#### [WRITTEN PROBLEM]
Rewrite the entries below from the line with "Place one point on every instance of the tropical" to the line with "[(786, 737)]", swapping "driftwood" for "washed-up timber" and leaving everything else unchanged. Return only those lines.

[start PROVIDED DATA]

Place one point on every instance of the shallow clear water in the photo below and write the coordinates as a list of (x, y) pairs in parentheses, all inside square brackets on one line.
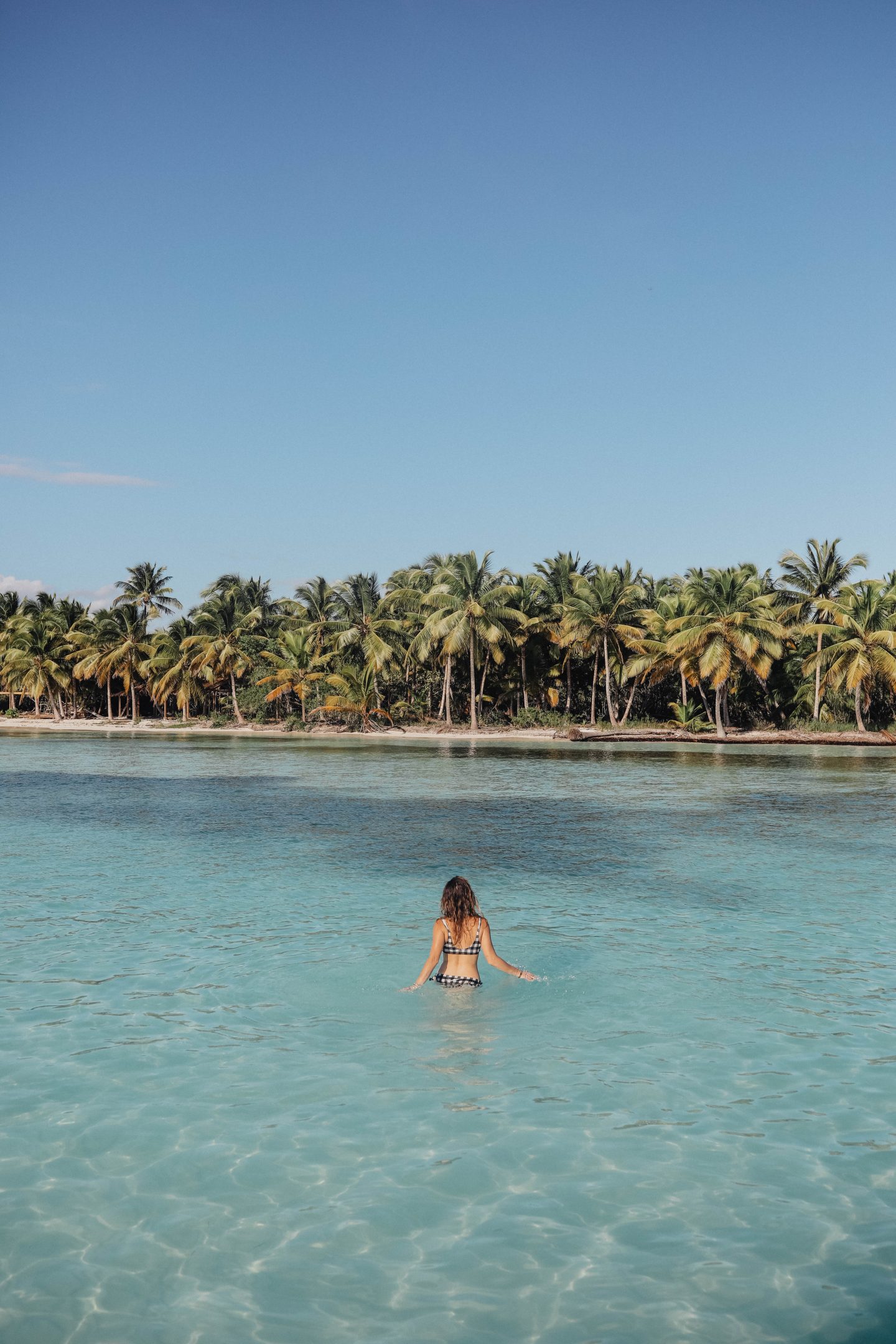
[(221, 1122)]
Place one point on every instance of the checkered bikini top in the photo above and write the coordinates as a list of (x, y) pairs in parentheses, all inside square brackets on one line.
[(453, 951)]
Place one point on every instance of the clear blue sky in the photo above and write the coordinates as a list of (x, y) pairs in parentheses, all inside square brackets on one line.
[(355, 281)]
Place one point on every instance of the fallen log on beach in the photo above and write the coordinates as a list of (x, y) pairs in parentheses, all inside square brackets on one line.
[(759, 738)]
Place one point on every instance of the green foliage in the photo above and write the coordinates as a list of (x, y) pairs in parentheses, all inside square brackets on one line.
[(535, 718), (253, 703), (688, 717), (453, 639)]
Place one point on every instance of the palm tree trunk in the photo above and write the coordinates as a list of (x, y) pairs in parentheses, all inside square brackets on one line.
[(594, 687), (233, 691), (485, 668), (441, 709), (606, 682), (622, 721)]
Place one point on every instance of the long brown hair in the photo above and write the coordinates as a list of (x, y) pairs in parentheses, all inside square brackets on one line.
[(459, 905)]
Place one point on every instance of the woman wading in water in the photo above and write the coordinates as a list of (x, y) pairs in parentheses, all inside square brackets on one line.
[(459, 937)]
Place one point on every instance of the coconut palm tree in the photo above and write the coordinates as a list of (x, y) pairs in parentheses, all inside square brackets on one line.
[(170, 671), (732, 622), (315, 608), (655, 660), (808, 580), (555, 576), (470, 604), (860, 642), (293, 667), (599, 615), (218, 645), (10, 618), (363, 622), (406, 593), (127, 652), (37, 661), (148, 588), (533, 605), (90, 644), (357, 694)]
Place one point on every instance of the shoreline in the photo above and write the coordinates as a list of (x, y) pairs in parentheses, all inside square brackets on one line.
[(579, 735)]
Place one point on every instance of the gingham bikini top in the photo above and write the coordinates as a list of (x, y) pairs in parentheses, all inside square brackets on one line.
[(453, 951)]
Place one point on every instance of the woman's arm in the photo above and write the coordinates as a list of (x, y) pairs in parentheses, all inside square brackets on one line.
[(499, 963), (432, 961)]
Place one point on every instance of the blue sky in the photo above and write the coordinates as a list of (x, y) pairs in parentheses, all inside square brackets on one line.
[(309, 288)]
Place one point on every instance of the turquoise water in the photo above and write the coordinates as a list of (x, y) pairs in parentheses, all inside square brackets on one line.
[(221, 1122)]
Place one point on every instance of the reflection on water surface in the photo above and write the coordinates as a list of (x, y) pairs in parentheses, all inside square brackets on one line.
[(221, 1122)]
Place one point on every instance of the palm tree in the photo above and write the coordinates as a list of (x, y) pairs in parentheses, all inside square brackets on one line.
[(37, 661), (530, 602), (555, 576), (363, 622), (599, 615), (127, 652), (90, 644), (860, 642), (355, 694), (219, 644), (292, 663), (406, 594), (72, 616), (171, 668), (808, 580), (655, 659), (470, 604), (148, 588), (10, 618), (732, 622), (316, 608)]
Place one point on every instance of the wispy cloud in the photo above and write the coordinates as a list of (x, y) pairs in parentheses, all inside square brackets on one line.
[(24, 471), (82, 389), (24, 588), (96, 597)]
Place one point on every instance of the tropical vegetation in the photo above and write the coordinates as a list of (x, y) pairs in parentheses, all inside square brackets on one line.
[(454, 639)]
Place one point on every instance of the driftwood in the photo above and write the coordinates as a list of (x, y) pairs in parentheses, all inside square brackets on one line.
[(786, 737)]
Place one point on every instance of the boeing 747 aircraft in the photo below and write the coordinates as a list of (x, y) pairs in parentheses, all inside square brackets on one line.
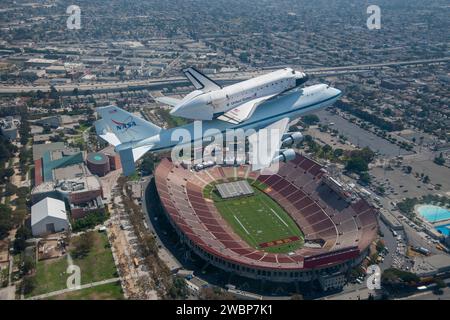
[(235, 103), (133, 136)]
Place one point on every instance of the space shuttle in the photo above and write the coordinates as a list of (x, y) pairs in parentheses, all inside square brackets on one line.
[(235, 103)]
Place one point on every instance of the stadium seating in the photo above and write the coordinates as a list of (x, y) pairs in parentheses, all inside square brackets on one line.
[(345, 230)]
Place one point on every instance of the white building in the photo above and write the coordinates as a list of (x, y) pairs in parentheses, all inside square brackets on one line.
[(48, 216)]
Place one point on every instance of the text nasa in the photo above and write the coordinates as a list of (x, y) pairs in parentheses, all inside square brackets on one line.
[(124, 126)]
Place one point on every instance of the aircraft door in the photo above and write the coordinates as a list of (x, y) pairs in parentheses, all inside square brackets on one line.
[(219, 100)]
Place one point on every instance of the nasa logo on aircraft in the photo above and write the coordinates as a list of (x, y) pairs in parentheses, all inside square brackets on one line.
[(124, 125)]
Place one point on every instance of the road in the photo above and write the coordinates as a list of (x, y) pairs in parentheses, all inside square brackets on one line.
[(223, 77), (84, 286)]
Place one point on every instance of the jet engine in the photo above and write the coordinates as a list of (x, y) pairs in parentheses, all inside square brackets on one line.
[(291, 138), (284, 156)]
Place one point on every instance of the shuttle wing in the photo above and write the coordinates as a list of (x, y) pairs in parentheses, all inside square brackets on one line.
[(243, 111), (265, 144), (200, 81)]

[end PROVIDED DATA]

#### [ANSWER TO THIS PROBLEM]
Place one point on every instance of the tropical vegetation in the photo above and write the coordinates as a list of (x, y) pairs in parentheses, all inside square brackets on one line.
[(454, 639)]
Place one point on every instance of the washed-up timber in the photo above and write the coordinates as a list of (x, y) pairs in parentheses, all inside square brackets on one line.
[(786, 737)]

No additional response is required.